ФРАГМЕНТ СТРАНИЦЫ:
Перебирая свои дневники, я наткнулась на записи того периода.
8 августа. В Варшаве, в аэропорту, встретили меня мои старые знакомые Юреч с женой Эльжбетой. Отвезли на вокзал. Там долго ждали поезд в Поляницу. На перроне очень много народу. Студенты, туристы. В основном молодежь, поэтому сразу бросился в глаза один старик, очень элегантно одетый, его провожал пожилой мужчина, а перед ними шел носильщик и вез тележку с горой чемоданов. Чемоданы особенно привлекли мое внимание, так как я всегда езжу с маленькой дорожной сумкой.
Я помню, как с такой же сумкой в 68-м году приехала в Карповы Вары на кинофестиваль, вышла из машины у роскошного отеля, и швейцар меня удивленно спрашивал: «А где ваши чемоданы?»
Оказалось, что элегантный старик едет в моем вагоне. Вагон спальный. Он тотчас же лег, хотя поезд стоял на перроне еще час. Какая-то женщина делала пассы над его головой – он лежал. Видимо, у него болела голова. Юреч еще на перроне про этого старика сказал, что это, видимо, польский американец. Поехали. Какая-то старушка искала туалет, мой старик объяснил, как его найти. Воды во всем вагоне нет. Когда я выходила в Полянице, старика в вагоне уже не было.
Сегодня в 22 ч., в театре Шопена, на эстраду выскочил таким живчиком этот старик. Оказалось, что это Стефан Ашкенази. Ему 82 года. Играл очень спокойно и мудро (я вспоминала, как так же спокойно и немного скучно, на одной ноте Жан Вилар читал французские стихи в Москве в ВТО). Ашкенази играл Моцарта и Шопена. В зал иногда смотрел требовательно и долго. Ему мешала возня фоторепортеров. Он зло и презрительно ждал, когда все стихнет. Потом уже, не обращая ни на кого внимания, играл. Был углублен. Весь в себе. Постепенно подобрел. В зале, маленьком, человек на 50, не больше, сидели в основном профессионалы. Я заметила среди зрителей Беллу Давидович. Овация. «На бис» два раза что-то спокойно и коротко сыграл.

ЗАДАНИЯ:
1. Изложите в виде краткого списка абзац дневникового отрывка, начинающийся словами «Оказалось, что элегантный старик», сохранив его основные факты.
2. Воспроизведите без изменений фрагмент дневникового отрывка между словами «Сегодня в 22» и «и коротко сыграл.» включительно.
Следующие далее пункты представляют собой самостоятельный материал, не связанный с дневниковым отрывком.

ПРЕДОСТАВЛЕННЫЕ ПУНКТЫ:
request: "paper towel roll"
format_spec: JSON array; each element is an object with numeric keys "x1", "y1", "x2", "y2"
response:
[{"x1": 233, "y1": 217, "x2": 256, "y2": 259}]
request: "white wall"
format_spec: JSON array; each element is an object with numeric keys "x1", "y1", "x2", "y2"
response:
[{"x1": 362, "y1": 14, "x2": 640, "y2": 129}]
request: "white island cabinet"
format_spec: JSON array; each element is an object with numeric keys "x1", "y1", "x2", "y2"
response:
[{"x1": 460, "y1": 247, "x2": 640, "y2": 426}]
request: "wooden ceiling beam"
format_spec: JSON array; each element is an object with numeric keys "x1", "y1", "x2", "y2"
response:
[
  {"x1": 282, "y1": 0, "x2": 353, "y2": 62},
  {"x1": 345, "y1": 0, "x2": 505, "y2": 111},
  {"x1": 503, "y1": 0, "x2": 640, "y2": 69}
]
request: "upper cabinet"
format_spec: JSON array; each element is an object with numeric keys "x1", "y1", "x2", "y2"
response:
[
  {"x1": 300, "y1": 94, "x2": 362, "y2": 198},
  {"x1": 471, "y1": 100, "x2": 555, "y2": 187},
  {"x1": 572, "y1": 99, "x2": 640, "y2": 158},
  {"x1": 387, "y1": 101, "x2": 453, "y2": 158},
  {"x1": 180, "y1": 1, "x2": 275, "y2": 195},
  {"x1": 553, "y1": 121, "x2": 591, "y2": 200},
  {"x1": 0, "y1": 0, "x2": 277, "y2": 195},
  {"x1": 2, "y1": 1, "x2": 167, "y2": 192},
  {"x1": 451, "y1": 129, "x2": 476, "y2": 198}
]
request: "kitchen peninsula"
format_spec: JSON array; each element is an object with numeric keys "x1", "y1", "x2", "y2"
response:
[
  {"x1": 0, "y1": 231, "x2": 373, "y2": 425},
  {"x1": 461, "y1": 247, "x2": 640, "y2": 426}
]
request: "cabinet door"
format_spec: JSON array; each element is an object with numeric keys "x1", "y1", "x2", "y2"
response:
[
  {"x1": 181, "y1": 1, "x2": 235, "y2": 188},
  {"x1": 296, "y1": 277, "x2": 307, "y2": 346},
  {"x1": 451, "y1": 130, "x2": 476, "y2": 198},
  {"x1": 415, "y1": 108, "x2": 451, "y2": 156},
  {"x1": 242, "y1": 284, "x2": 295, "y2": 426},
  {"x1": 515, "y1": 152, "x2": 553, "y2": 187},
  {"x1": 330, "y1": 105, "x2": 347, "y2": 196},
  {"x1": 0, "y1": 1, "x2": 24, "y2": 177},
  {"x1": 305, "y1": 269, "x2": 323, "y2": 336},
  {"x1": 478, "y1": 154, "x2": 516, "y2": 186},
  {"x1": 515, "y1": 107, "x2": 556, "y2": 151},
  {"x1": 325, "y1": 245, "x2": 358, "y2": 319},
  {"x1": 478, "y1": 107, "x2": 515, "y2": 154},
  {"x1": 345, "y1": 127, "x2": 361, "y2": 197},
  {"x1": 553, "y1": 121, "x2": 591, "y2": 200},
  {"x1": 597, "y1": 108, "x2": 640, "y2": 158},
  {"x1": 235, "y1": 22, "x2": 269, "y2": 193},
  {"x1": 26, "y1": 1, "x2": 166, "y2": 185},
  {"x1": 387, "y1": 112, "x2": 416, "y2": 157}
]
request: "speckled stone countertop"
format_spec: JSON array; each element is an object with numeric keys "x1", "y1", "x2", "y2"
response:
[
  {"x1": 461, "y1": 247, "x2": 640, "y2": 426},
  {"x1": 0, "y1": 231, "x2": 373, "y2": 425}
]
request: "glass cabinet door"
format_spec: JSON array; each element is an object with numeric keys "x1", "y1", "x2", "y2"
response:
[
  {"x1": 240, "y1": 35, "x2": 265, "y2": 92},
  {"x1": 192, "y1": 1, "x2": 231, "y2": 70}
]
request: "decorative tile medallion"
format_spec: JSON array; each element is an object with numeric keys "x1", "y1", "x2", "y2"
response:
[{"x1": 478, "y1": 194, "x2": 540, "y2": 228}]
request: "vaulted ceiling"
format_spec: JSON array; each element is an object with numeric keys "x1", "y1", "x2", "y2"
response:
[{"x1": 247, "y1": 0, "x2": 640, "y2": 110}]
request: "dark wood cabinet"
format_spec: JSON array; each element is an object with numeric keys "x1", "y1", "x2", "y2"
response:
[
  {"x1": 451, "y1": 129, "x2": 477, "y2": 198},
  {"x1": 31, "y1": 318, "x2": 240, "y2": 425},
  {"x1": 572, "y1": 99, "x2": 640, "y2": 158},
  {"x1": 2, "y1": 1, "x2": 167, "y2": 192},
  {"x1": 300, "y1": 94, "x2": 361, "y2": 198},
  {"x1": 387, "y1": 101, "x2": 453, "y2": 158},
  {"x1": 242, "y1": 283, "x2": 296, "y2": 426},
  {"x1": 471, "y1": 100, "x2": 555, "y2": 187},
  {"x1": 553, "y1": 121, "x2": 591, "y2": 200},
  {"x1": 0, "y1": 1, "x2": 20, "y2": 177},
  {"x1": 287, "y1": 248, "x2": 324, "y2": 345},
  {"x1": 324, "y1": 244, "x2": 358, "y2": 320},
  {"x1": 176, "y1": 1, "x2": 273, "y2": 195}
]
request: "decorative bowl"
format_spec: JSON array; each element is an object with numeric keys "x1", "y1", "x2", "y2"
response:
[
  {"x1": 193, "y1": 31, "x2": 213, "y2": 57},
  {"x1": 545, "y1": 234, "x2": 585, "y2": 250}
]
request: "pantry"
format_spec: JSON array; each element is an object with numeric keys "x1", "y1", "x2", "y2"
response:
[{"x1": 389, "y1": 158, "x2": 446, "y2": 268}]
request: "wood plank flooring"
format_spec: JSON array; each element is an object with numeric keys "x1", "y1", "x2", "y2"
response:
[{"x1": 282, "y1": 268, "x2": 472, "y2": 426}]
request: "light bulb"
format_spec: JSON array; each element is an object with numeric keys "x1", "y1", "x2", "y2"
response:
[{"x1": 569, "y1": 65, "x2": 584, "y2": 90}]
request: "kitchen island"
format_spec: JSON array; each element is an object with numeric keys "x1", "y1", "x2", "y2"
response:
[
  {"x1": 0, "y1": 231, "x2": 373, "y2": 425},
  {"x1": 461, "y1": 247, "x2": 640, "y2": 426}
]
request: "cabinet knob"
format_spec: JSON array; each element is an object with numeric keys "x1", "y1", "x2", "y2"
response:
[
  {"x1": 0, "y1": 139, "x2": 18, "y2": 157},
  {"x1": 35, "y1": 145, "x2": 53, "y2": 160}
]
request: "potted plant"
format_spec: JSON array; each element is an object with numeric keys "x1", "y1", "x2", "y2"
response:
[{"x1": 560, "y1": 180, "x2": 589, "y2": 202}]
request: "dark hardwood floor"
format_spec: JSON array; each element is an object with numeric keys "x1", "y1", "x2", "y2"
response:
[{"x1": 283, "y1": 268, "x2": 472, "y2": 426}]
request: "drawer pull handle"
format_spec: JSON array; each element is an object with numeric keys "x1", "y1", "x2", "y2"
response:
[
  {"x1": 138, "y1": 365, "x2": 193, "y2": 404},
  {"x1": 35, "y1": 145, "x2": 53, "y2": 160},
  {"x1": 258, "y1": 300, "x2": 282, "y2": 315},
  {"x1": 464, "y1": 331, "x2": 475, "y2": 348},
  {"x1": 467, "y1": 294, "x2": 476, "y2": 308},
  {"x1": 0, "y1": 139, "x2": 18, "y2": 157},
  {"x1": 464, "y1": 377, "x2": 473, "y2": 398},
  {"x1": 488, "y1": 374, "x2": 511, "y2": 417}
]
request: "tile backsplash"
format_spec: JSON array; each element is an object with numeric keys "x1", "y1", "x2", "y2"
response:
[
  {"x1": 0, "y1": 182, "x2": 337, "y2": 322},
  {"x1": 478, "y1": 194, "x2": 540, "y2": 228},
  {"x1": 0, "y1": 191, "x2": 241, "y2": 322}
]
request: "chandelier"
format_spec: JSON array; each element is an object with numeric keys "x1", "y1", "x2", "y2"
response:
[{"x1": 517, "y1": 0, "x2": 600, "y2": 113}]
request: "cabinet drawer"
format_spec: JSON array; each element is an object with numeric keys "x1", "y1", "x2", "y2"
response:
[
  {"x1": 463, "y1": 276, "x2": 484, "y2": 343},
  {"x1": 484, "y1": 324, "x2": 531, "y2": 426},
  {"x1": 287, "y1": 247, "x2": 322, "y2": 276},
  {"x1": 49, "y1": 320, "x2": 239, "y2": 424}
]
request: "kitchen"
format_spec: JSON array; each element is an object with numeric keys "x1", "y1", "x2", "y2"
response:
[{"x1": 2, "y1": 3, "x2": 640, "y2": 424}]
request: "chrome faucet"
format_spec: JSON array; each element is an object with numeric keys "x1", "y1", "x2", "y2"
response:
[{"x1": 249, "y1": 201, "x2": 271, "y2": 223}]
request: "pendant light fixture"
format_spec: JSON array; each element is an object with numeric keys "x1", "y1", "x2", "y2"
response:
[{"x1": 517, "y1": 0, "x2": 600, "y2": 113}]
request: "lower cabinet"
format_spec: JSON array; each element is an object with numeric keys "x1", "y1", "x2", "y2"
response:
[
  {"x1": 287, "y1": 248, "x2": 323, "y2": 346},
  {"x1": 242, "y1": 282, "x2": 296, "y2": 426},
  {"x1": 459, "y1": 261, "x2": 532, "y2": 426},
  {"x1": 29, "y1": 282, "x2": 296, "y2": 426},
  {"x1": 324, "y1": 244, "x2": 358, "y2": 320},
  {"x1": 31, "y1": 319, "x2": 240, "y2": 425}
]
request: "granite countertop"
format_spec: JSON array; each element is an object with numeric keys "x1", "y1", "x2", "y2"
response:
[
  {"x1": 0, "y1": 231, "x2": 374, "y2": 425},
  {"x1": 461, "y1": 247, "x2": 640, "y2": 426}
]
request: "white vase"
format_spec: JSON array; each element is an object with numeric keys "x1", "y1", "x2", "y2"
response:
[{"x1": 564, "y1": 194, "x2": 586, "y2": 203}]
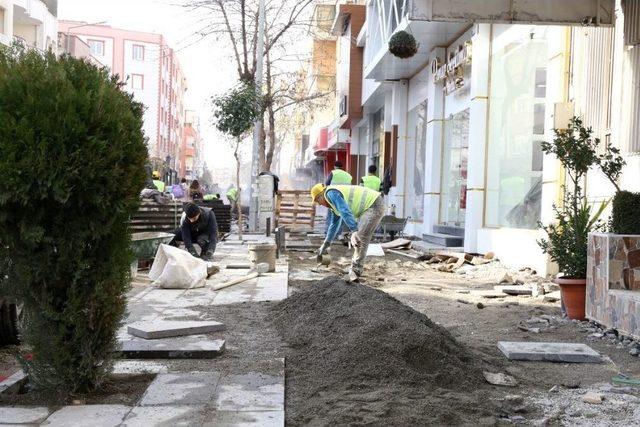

ОТВЕТЫ:
1.
- Элегантный старик ехал в том же спальном вагоне.
- Он сразу лег, хотя поезд еще час стоял на перроне.
- Какая-то женщина делала пассы над его головой. Видимо, у него болела голова.
- Юреч еще на перроне предположил, что это польский американец.
- В пути старик объяснил какой-то старушке, как найти туалет.
- Воды во всем вагоне не было.
- К моменту выхода в Полянице старика в вагоне уже не было.

2.
Сегодня в 22 ч., в театре Шопена, на эстраду выскочил таким живчиком этот старик. Оказалось, что это Стефан Ашкенази. Ему 82 года. Играл очень спокойно и мудро (я вспоминала, как так же спокойно и немного скучно, на одной ноте Жан Вилар читал французские стихи в Москве в ВТО). Ашкенази играл Моцарта и Шопена. В зал иногда смотрел требовательно и долго. Ему мешала возня фоторепортеров. Он зло и презрительно ждал, когда все стихнет. Потом уже, не обращая ни на кого внимания, играл. Был углублен. Весь в себе. Постепенно подобрел. В зале, маленьком, человек на 50, не больше, сидели в основном профессионалы. Я заметила среди зрителей Беллу Давидович. Овация. «На бис» два раза что-то спокойно и коротко сыграл.